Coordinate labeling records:
:::

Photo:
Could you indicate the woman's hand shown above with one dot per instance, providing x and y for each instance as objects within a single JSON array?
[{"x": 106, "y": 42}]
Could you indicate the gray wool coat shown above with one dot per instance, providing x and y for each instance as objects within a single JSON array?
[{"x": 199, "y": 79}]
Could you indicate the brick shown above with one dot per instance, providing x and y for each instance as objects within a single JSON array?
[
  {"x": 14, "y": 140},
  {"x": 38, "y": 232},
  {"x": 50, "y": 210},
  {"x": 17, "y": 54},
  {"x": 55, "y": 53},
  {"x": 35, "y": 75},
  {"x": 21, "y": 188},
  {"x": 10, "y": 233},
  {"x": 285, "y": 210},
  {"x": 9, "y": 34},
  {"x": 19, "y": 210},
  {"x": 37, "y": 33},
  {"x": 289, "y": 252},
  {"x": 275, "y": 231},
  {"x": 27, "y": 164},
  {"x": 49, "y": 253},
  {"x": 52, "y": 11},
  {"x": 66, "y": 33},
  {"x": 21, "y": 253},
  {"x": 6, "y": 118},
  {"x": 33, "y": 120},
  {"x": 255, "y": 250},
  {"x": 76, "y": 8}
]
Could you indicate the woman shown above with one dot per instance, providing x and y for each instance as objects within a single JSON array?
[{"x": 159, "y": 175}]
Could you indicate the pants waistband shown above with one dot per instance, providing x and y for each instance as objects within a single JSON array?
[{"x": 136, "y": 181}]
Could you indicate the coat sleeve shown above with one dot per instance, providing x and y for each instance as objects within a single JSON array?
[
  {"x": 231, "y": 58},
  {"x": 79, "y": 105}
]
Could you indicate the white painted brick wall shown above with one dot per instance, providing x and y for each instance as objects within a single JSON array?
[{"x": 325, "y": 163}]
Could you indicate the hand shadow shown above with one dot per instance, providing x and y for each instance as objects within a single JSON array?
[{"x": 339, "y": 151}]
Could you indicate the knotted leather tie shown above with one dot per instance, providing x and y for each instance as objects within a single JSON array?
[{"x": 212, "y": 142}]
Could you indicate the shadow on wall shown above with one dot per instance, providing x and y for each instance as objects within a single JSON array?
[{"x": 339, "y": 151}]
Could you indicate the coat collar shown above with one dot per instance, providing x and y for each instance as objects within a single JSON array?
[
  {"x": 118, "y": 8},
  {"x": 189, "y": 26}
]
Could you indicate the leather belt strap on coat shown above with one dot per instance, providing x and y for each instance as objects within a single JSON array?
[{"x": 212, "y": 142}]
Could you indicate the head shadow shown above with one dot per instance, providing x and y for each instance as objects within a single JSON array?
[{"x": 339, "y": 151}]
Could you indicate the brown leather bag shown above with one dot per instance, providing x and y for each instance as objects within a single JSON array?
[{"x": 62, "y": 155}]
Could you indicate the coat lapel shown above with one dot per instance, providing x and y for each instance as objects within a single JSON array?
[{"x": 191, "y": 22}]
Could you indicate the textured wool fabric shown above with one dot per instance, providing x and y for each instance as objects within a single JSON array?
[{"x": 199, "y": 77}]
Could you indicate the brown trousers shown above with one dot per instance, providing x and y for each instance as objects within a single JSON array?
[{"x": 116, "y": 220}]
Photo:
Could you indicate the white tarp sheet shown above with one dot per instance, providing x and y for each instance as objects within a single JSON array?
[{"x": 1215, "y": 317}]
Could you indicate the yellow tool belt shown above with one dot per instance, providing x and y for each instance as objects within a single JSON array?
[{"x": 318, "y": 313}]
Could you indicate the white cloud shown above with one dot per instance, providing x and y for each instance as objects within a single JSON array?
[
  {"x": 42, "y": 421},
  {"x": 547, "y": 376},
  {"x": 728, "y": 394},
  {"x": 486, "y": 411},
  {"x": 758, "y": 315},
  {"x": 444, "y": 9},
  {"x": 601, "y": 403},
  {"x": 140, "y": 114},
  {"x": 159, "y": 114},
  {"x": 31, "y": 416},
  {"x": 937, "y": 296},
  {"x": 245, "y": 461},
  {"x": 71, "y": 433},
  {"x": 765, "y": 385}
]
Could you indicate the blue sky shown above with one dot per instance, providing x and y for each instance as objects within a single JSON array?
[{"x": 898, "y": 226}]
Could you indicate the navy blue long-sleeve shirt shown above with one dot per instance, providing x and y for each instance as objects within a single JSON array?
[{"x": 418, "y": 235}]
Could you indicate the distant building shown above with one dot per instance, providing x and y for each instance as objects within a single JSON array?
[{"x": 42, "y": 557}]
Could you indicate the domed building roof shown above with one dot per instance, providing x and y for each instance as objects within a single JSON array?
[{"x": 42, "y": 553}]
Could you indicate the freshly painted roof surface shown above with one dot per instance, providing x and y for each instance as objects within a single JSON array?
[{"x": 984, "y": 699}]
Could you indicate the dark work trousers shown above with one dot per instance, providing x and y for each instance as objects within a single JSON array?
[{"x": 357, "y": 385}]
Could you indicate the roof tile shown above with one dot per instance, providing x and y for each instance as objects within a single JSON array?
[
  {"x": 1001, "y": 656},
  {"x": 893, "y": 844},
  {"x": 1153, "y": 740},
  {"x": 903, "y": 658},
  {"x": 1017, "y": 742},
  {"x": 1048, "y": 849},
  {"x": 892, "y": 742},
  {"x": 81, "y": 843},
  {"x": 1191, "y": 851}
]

:::

**Exercise aim**. Update every line of the records above by replacing "one dot per instance" with "one point per instance", and leave everything else unchanged.

**Task output**.
Photo:
Could you indicate the woman's hand shown above with one point per instance, providing x and y for each instance as objects within a single JSON array?
[{"x": 106, "y": 42}]
Could you indicate the gray wool coat shown above with one point per instance, providing x and y for each instance as objects within a single JSON array?
[{"x": 199, "y": 79}]
Could you indicate the brick shown above with one point per instance, providing x and y for each instance as objects within a single JSON array?
[
  {"x": 14, "y": 140},
  {"x": 38, "y": 232},
  {"x": 50, "y": 210},
  {"x": 17, "y": 54},
  {"x": 55, "y": 53},
  {"x": 35, "y": 75},
  {"x": 21, "y": 188},
  {"x": 10, "y": 233},
  {"x": 285, "y": 210},
  {"x": 9, "y": 34},
  {"x": 19, "y": 210},
  {"x": 37, "y": 33},
  {"x": 289, "y": 252},
  {"x": 275, "y": 231},
  {"x": 27, "y": 164},
  {"x": 49, "y": 253},
  {"x": 52, "y": 11},
  {"x": 66, "y": 33},
  {"x": 21, "y": 253},
  {"x": 6, "y": 118},
  {"x": 33, "y": 120},
  {"x": 255, "y": 250},
  {"x": 76, "y": 8}
]
Could you indicate the woman shown above with one point per instance, providing x and y for each instance as objects within a single JSON array?
[{"x": 159, "y": 175}]
Could you indicate the pants waistband shown above with one point per instance, providing x and y for each instance as objects within a single JSON array?
[{"x": 136, "y": 181}]
Could you indicate the coat sleeve shown above with one point per instance, providing x and y for each instance as objects within a single JSON array?
[
  {"x": 231, "y": 58},
  {"x": 79, "y": 105}
]
Could you indicate the white painted brick wall shown above with one point per instance, providing x and y for each instance as objects within a single JSON array?
[{"x": 325, "y": 163}]
Could you indicate the hand shadow shown above with one point per instance, providing x and y for each instance as objects within a single JSON array?
[{"x": 339, "y": 151}]
Could you indicate the knotted leather tie shown above with one point per instance, providing x and y for each instance as objects within a single JSON array?
[{"x": 212, "y": 142}]
Could you indicate the shadow on wall shown above with one point per instance, providing x and y for each instance as objects within a single JSON array?
[{"x": 339, "y": 151}]
Could you indicate the coat collar shown above with one point per instance, providing x and y for each instance as objects within a single JSON array?
[
  {"x": 118, "y": 8},
  {"x": 189, "y": 26}
]
Could you indicate the leather belt strap on coat shown above with one point per instance, providing x and y for each instance as objects within a single JSON array?
[{"x": 212, "y": 142}]
Could you indicate the head shadow shown above with one point per instance, providing x and y for each instance as objects within a single JSON array?
[{"x": 339, "y": 151}]
Could you indicate the brown leather bag shown above with one point per instance, providing x and y for each instance as objects within a single JSON array?
[{"x": 62, "y": 155}]
Could you indicate the coat lapel shown above with one point per instance, providing x and y for each instance as objects within a single JSON array?
[{"x": 191, "y": 22}]
Could you indicate the textured wool fabric shown above with one point per instance, providing x and y for each instance as objects within a single JSON array?
[{"x": 199, "y": 77}]
Could you indicate the brown trousers shown above with one point per instance, providing x and y for each instance as objects within a single JSON array?
[{"x": 116, "y": 220}]
Photo:
Could you indicate the white tarp sheet shown above with one point per instance, providing x and y for each instance as objects within a single JSON array?
[{"x": 1215, "y": 317}]
Could you indicate the yellow tool belt shown above with one point per instance, providing x and y for each instance as objects within a single JSON array?
[{"x": 318, "y": 313}]
Could you indicate the white cloud shown above with one point per instance, providing x and y for each instance as objects within a single JSON array?
[
  {"x": 42, "y": 421},
  {"x": 547, "y": 376},
  {"x": 728, "y": 394},
  {"x": 486, "y": 411},
  {"x": 758, "y": 315},
  {"x": 444, "y": 9},
  {"x": 601, "y": 403},
  {"x": 140, "y": 114},
  {"x": 159, "y": 114},
  {"x": 31, "y": 416},
  {"x": 937, "y": 296},
  {"x": 245, "y": 461},
  {"x": 71, "y": 433},
  {"x": 765, "y": 385}
]
Could you indicate the blue sky shown above with one point per instance, providing x and y for each instance as objects within a single JSON array?
[{"x": 898, "y": 226}]
Could you indicate the navy blue long-sleeve shirt shown above with one point per instance, providing x and y for each instance as objects within a single JSON array?
[{"x": 418, "y": 235}]
Could you indicate the distant building shown above with one point per instance, providing x and y for each instance as objects within a single JSON array?
[{"x": 42, "y": 557}]
Could you indicate the domed building roof shown above with one point per instance, providing x and y for each instance as objects within a single JSON array?
[{"x": 42, "y": 553}]
Could you indicate the freshly painted roof surface shown above with one point per instance, providing x and y for each instance as objects within a single JSON array?
[{"x": 984, "y": 699}]
Could you indicate the dark work trousers shown above with one point per instance, providing x and y for each instance as objects within a single JSON array?
[{"x": 357, "y": 385}]
Could you indicate the roof tile shown above with one point per instance, providing x and y for each instance as objects within a single JSON array?
[
  {"x": 1001, "y": 656},
  {"x": 893, "y": 844},
  {"x": 1153, "y": 740},
  {"x": 903, "y": 658},
  {"x": 1017, "y": 742},
  {"x": 1048, "y": 849},
  {"x": 892, "y": 742},
  {"x": 81, "y": 843},
  {"x": 1191, "y": 851}
]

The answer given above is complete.